Show each line of the material below that contains the word "green", copied in full.

*The records:*
---*---

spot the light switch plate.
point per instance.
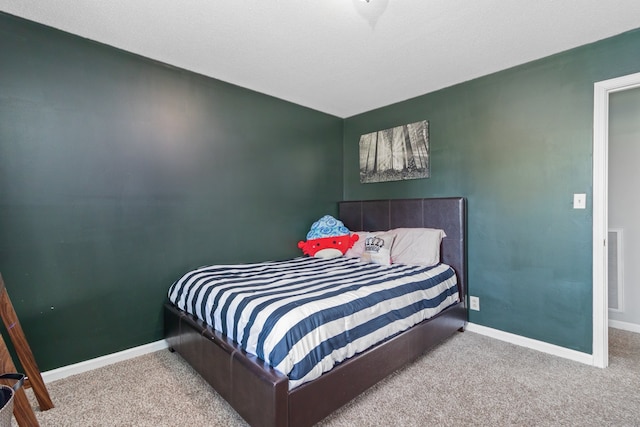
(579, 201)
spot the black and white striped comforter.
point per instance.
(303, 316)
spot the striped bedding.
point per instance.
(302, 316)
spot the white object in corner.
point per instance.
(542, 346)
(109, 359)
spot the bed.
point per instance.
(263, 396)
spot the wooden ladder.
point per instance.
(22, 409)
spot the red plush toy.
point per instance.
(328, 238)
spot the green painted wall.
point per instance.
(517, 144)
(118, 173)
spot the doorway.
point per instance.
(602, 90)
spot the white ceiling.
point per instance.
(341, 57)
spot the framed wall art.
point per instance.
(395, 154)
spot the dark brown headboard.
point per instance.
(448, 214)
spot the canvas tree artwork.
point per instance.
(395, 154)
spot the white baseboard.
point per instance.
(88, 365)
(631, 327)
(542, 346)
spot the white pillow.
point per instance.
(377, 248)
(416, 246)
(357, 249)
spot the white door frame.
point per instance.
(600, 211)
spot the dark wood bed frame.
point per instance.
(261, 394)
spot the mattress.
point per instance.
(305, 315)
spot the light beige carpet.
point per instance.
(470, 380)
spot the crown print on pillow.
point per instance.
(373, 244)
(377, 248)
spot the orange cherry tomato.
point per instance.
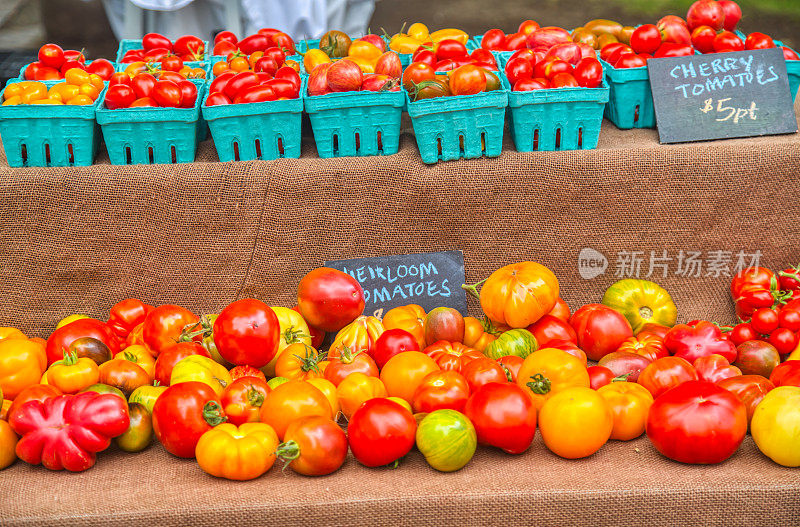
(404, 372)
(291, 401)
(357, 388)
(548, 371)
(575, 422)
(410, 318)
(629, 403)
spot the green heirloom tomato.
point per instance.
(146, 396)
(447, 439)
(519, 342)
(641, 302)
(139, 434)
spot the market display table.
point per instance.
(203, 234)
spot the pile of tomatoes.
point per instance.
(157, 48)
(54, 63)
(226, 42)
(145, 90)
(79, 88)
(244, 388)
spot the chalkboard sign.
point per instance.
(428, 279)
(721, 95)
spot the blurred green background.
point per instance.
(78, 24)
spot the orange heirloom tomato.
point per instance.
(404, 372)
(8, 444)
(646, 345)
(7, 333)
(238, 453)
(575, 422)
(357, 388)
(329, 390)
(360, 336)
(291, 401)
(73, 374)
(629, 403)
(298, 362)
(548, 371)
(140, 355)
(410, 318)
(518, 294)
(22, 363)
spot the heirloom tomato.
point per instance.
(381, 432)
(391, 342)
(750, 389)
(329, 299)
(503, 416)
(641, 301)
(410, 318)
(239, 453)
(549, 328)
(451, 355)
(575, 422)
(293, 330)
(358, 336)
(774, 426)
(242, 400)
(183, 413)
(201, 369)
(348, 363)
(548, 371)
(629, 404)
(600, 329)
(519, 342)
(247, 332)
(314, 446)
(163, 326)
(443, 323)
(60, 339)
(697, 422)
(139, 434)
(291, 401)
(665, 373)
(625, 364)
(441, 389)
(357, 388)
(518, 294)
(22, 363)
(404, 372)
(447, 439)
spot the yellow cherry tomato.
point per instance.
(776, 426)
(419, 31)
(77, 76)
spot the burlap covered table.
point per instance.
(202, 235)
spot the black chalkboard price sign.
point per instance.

---*---

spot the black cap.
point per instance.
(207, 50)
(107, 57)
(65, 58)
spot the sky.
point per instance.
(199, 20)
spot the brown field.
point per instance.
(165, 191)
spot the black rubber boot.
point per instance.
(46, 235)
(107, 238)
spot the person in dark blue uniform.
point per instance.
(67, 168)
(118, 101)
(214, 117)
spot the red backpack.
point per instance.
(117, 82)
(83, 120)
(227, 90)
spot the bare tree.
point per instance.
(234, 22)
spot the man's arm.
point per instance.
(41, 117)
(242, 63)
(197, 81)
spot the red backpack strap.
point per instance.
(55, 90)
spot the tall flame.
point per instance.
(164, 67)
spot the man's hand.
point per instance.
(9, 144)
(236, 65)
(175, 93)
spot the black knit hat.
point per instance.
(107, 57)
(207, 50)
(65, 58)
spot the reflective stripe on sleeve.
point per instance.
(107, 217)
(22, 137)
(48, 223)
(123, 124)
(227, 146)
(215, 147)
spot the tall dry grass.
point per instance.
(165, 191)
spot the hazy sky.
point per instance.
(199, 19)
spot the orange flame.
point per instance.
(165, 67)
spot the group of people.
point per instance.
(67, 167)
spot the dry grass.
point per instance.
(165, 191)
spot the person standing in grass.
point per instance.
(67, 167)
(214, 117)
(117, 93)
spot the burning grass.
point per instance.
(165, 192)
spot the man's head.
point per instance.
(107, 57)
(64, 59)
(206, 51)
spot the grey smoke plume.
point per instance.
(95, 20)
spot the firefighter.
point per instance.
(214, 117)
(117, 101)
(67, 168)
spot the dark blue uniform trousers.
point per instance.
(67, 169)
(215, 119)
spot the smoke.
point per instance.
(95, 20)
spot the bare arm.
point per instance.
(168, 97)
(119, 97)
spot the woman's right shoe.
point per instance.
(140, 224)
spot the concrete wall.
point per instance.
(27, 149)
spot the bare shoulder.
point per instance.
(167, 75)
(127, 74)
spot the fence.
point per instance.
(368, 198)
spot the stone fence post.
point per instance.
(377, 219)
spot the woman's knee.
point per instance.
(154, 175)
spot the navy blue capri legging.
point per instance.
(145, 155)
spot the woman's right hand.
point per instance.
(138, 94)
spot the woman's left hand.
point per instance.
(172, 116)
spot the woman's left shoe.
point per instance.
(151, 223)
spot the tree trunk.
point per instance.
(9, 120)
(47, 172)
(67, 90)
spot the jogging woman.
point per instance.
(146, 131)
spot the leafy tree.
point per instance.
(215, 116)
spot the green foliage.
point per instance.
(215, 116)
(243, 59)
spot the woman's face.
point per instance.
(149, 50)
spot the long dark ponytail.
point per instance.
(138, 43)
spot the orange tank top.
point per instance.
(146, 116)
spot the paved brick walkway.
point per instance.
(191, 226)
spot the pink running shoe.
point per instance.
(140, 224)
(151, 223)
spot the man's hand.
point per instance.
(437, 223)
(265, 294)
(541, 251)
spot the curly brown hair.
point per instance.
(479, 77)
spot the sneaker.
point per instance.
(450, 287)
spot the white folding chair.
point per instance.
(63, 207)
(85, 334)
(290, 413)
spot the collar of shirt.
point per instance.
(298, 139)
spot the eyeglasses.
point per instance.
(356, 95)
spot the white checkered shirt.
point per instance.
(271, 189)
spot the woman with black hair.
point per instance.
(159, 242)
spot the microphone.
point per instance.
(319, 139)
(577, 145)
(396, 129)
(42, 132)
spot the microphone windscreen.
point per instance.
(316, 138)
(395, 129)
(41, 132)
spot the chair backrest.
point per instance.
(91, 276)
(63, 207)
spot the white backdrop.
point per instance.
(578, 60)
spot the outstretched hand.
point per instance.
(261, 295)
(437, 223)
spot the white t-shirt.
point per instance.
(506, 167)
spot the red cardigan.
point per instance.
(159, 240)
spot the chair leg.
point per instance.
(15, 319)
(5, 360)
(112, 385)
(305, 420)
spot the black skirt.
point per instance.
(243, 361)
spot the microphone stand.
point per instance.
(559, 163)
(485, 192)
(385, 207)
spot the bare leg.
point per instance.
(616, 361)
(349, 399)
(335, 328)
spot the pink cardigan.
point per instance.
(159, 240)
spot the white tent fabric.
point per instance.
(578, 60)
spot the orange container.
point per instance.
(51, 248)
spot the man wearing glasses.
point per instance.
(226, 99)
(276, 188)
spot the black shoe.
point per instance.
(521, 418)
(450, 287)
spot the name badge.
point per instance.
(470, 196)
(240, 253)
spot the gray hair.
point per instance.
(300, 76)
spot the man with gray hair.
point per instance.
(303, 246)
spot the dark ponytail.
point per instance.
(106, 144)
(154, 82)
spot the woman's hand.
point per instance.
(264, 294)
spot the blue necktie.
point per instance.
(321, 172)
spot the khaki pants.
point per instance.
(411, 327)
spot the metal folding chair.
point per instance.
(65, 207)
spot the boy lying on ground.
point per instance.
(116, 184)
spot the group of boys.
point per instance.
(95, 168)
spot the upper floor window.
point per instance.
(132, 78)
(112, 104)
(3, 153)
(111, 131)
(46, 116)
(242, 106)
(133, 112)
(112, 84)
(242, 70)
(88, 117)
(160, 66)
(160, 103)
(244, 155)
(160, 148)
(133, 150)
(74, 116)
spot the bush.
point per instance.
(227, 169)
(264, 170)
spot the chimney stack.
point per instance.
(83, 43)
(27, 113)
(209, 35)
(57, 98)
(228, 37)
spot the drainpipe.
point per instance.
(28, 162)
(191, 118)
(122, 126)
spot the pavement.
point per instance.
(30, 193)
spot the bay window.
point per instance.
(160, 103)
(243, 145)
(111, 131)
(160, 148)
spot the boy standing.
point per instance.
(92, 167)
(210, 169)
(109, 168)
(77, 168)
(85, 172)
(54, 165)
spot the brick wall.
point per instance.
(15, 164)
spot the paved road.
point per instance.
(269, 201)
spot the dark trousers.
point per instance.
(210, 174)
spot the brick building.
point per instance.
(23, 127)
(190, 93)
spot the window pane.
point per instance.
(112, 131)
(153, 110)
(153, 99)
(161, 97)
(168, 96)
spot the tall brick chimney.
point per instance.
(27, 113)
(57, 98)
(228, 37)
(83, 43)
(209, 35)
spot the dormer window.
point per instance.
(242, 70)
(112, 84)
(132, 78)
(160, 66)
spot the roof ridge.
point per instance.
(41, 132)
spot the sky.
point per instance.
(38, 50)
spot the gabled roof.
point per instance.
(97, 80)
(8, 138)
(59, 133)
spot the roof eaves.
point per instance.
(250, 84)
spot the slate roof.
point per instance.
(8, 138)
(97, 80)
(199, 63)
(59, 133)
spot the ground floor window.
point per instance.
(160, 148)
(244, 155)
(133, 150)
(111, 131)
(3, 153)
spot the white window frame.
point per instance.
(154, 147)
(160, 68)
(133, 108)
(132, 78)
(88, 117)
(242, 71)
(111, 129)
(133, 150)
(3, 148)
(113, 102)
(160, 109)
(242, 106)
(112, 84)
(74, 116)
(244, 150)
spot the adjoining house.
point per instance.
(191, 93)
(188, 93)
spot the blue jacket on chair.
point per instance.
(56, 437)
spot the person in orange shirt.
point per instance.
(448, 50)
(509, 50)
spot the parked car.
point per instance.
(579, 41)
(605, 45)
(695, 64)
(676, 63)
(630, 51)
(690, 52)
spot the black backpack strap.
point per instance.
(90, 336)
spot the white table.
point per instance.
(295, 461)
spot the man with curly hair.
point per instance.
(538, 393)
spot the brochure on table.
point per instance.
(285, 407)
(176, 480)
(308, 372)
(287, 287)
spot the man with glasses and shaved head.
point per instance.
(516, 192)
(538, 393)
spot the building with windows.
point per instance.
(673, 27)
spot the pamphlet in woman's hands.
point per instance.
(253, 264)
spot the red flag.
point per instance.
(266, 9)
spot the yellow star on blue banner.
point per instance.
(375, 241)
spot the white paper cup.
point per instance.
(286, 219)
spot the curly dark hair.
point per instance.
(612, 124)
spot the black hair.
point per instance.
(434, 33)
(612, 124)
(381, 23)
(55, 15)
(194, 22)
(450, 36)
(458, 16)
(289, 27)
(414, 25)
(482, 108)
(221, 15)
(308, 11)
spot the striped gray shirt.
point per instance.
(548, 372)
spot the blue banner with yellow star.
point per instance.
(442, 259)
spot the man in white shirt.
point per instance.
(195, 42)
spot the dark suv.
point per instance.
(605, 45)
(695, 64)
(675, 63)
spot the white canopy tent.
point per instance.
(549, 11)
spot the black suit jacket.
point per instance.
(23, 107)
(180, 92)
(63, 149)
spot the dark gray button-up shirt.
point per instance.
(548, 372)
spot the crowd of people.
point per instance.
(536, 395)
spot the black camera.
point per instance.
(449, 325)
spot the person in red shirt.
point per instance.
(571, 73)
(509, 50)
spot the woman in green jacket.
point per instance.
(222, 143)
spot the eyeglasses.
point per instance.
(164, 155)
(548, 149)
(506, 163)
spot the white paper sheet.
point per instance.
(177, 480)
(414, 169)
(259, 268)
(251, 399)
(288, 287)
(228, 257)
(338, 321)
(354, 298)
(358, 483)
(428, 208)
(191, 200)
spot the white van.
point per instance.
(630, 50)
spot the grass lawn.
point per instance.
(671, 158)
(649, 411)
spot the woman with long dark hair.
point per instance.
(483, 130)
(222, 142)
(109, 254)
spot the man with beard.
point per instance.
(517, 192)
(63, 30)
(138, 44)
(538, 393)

---*---

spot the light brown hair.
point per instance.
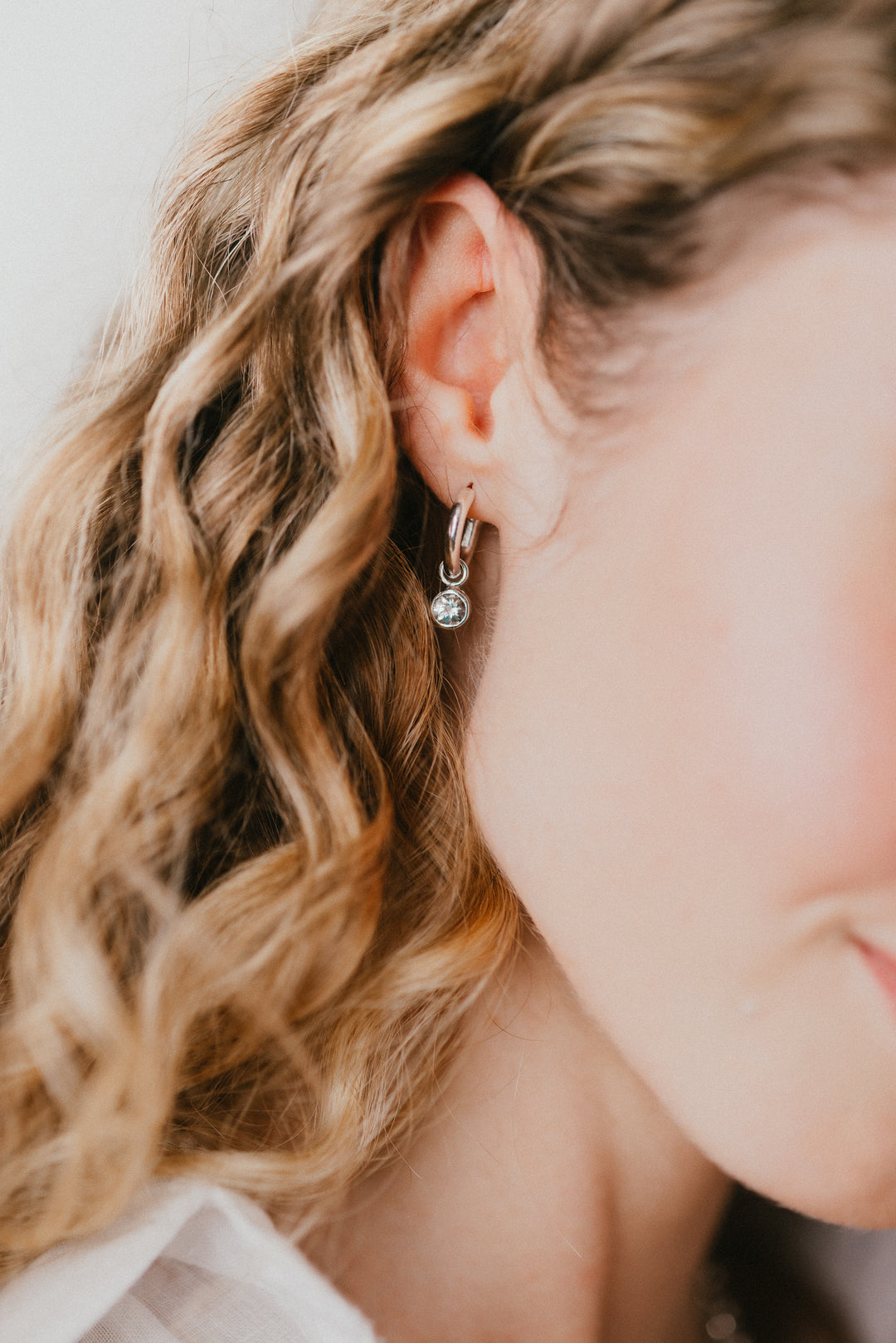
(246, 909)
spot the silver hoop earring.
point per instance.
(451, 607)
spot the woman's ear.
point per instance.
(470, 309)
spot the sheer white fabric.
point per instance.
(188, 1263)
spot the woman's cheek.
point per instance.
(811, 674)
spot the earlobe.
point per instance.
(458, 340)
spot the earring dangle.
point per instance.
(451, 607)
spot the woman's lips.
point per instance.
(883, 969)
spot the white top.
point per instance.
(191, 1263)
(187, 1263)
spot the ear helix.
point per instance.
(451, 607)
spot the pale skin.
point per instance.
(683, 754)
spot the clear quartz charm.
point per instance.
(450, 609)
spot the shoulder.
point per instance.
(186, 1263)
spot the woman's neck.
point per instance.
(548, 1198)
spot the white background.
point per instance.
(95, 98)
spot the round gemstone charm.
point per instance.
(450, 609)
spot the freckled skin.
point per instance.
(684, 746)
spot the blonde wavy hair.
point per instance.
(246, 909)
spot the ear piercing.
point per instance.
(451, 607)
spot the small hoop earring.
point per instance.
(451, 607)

---*---

*Final answer:*
spot the green painted wall.
spot the green heirloom tomato.
spot the blurred green background.
spot the green foliage.
spot the woman in green jacket.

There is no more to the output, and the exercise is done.